_Written tasks_
1. In the text on Specman memory management, what term does Specman use for the recycling process that frees up unusable data?
2. Pick up the text on Specman garbage collection right after its last sentence and keep writing.

Unfortunately, in some occasions, this cup of coffee will be very much needed in order to debug why Specman managed the memory this way, and why all of a sudden I can't run my simulation since it is consuming too much memory, or just failing for other various reasons that are related to memory.
The key to resolving these kind of issues (or better yet - not to reach these kinds of situations all together) is to understand how Specman decides which mechanism to use each time and how to influence those decisions. This paper will hopefully help you understand these points.
Let's start with a quote from documentation (Incisive Enterprise Specman Elite Testbench Specman Performance Handbook, chapter 5 - Managing Specman Memory):
The Specman memory manager periodically frees up space in memory by automatically recycling unusable data. Any object (struct, list, string, or long integer) that is not used by the Specman scheduler or is not connected to sys is considered unusable and defined by Specman as garbage. The recycling process is called "garbage collection" or "GC".
OK -- so garbage would be any unused data that Specman had allocated memory for. In order to identify what is garbage and what is not, Specman determines a very simple thing: whatever is reachable from sys struct (which is the root of anything a user would use) or the scheduler, is NOT garbage. All the rest IS garbage.
Types of Garbage Collection
Now Specman has to get rid of that garbage. Performing the common and most efficient process to do so, which is called Copy Garbage Collection, Specman would simply copy everything that is reachable to a different place in memory, and then free up the entire "old" memory. That would leave us "garbage free."
The main problem with this method is that it might consume a lot of extra memory from the OS just to accomplish this procedure. In worst case (that would be when we have no garbage), the entire memory image would be copied, and in the peak time of that procedure, Specman will consume double the memory than it actually needs.
If there is enough free space on the machine, this is not an issue. The problem starts when the machine can't allocate that much memory for the Specman process. In this case doing Copy GC will be not useful.

_Supplied data_
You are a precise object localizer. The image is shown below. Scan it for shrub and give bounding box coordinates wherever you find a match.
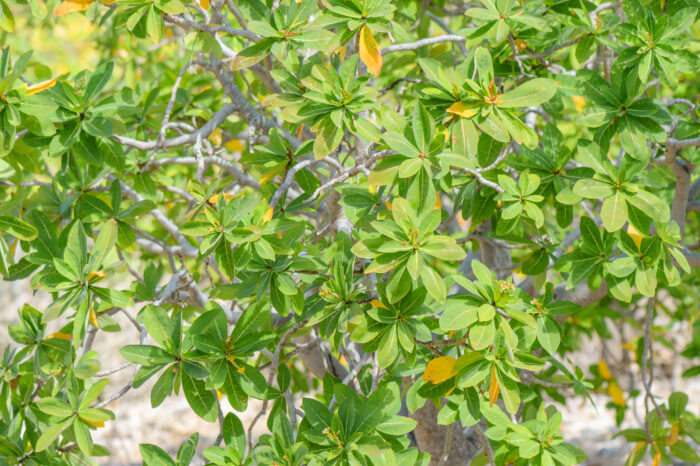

_Results of the tasks_
1. Garbage collection, or "GC."

2.
This is when the other type of GC is introduced - the Disc-Based GC. This GC comes to tackle the memory prodigal nature of Copy GC, and it does that by doing the exact same procedure as described above, but instead of copying the entire memory image into a different location in memory It copies it to a disc. This mechanism will be automatically used by Specman when it gets an "out of memory" indication from the OS, during the time of Copy GC.
Obviously, the Disc-Based GC will consume more CPU cycles, since it uses an external disc which has a (sometimes major) performance hit.
So what if I don't have enough memory to waste on a Copy GC, nor enough time to waste on Disc-Based GC? This is when the third type of GC gets into the picture - The On-The-fly GC. OTF GC is great from that perspective. It's a lot quicker than Disc-Based GC, and uses less memory by far than the Copy GC. It can also operate on demand by a method call (do_otf_gc()) and will kick in during a Specman tick - a thing that will not happen with the other two GC mechanisms that require a tick (you can think of it as a similar thing to a simulation delta cycle) in order to operate.
However, nobody's perfect. OTF GC does not use the copy principle, but the "mark and sweep" principle, which performs the cleaning job a lot less efficiently.
So as you can see, those three mechanisms complete each other, and each mechanism will be better used in different scenarios. So... who is in charge of when to use each?
GCs Triggers and Settings
It depends... You can ask Specman to do it by using the Automatic Garbage Collection Configuration mechanism (by setting configure memory -automatic_gc_settings=STANDARD - this is actually the default), or keep the decision making to yourself. If you do decide to maintain the memory management by yourself there are few configuration flags you should know and handle:
gc_threshold: The amount of memory that Specman can consume before copy GC kicks in.
max_size : Maximum amount of memory that Specman should use. This is the threshold for OTF GC.
absolute_max_size: Maximum amount of memory that Specman can use before fatally terminating execution.
disable_disc_based_gc: Don't use Disc-Based GC when Specman is "Out Of Memory" during GC (I probably don't have enough disc space, or can't wait for the slower Disc-based GC). Specman will use OTF GC instead.
On the other hand, in case you want Specman to manage those configurations, all you should specify is the optimal_process_size that you would want for this process, and Specman will determine the values above automatically. You should be aware that manually changing any of the above values will cancel the Automatic GC Configuration mechanism.
If you just asked yourself: which one should I use? You probably better off trying the automatic mechanism first. This mechanism can handle most traditional mainstream environments. Nevertheless, if yours isn't such, or you find yourself suffering from memory issues, then switching to the manual mechanism will give you a lot more flexibility to tackle these issues.
Types of Failures
So, what are these memory issues mentioned above?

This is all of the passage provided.